[[ SUPPLIED INFORMATION, beginning ]]
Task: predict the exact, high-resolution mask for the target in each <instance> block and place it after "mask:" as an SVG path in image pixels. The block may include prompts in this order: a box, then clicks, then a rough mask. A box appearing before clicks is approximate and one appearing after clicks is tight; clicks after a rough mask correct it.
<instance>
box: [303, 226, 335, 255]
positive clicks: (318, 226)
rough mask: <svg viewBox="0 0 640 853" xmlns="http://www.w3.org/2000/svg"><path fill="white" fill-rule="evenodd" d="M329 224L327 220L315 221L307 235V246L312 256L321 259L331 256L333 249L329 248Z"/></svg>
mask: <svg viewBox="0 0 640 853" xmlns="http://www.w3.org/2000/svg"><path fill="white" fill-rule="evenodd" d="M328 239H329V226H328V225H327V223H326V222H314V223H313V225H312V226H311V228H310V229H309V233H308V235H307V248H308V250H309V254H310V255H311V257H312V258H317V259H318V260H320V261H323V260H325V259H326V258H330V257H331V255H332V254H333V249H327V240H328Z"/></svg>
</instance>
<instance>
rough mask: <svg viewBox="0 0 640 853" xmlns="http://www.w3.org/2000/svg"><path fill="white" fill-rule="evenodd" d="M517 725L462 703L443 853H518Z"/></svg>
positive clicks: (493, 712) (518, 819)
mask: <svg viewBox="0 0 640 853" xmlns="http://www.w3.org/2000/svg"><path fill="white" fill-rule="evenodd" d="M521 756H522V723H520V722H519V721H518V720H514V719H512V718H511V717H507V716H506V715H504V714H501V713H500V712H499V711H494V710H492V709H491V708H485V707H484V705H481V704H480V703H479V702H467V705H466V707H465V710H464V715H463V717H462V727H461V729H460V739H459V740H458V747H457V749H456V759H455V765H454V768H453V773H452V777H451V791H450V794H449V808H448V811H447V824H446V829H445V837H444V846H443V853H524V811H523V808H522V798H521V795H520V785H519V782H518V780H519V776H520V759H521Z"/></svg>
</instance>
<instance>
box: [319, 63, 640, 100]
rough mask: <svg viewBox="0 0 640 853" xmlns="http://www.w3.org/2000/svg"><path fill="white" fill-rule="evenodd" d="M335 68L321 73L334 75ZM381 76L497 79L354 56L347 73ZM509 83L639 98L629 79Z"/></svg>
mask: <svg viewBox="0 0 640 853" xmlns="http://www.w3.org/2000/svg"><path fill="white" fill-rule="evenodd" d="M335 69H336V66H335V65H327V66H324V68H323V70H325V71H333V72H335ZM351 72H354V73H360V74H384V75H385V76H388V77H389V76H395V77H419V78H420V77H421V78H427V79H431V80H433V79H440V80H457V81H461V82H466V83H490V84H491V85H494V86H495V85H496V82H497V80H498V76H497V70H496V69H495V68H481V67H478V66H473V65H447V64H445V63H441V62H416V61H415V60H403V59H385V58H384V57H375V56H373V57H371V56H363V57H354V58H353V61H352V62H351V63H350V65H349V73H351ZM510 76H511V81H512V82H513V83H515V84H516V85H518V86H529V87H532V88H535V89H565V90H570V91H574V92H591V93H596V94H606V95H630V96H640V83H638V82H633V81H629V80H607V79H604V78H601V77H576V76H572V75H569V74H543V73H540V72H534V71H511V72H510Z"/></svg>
[[ SUPPLIED INFORMATION, end ]]
• _EXERCISE BRIEF_
Every record above is to be transcribed exactly.

• _RESULT OF THIS TASK_
Task: predict the exact, high-resolution mask for the target in each <instance> block and place it after "mask:" as an SVG path in image pixels. The block may include prompts in this order: a box, then clicks, then a rough mask. A box appearing before clicks is approximate and one appearing after clicks is tight; clicks after a rough mask correct it.
<instance>
box: [303, 226, 335, 255]
positive clicks: (318, 226)
rough mask: <svg viewBox="0 0 640 853" xmlns="http://www.w3.org/2000/svg"><path fill="white" fill-rule="evenodd" d="M329 224L327 220L315 221L307 235V246L312 256L321 259L331 256L333 249L329 248Z"/></svg>
mask: <svg viewBox="0 0 640 853" xmlns="http://www.w3.org/2000/svg"><path fill="white" fill-rule="evenodd" d="M328 239H329V226H328V225H327V223H326V222H314V223H313V225H312V226H311V228H310V229H309V233H308V235H307V248H308V250H309V254H310V255H311V257H312V258H317V259H318V260H320V261H323V260H325V259H326V258H330V257H331V255H332V254H333V249H327V240H328Z"/></svg>
</instance>
<instance>
rough mask: <svg viewBox="0 0 640 853" xmlns="http://www.w3.org/2000/svg"><path fill="white" fill-rule="evenodd" d="M517 725L462 703L443 853H518Z"/></svg>
positive clicks: (493, 712) (518, 819)
mask: <svg viewBox="0 0 640 853" xmlns="http://www.w3.org/2000/svg"><path fill="white" fill-rule="evenodd" d="M521 756H522V723H520V722H519V721H518V720H514V719H512V718H511V717H507V716H506V715H504V714H501V713H500V712H499V711H494V710H492V709H491V708H485V707H484V705H481V704H480V703H479V702H467V705H466V707H465V710H464V715H463V717H462V727H461V729H460V739H459V740H458V747H457V749H456V759H455V765H454V768H453V773H452V777H451V791H450V794H449V808H448V811H447V824H446V829H445V837H444V846H443V853H524V811H523V808H522V798H521V795H520V785H519V782H518V780H519V776H520V759H521Z"/></svg>
</instance>
<instance>
box: [319, 63, 640, 100]
rough mask: <svg viewBox="0 0 640 853" xmlns="http://www.w3.org/2000/svg"><path fill="white" fill-rule="evenodd" d="M335 68L321 73L334 75ZM381 76L497 79L354 56L347 73ZM509 83L639 98L629 79Z"/></svg>
mask: <svg viewBox="0 0 640 853" xmlns="http://www.w3.org/2000/svg"><path fill="white" fill-rule="evenodd" d="M335 69H336V66H335V65H327V66H324V68H323V70H325V71H333V72H335ZM351 72H354V73H360V74H384V75H385V76H388V77H389V76H395V77H419V78H420V77H421V78H427V79H431V80H433V79H440V80H457V81H461V82H466V83H490V84H491V85H494V86H495V85H496V82H497V80H498V76H497V70H496V69H495V68H481V67H478V66H473V65H447V64H445V63H441V62H416V61H415V60H403V59H385V58H384V57H375V56H373V57H371V56H363V57H354V58H353V61H352V62H351V63H350V65H349V73H351ZM510 76H511V81H512V82H513V83H515V84H516V85H518V86H529V87H532V88H535V89H565V90H570V91H574V92H591V93H596V94H606V95H630V96H640V83H638V82H633V81H629V80H607V79H604V78H601V77H576V76H572V75H569V74H543V73H540V72H534V71H511V72H510Z"/></svg>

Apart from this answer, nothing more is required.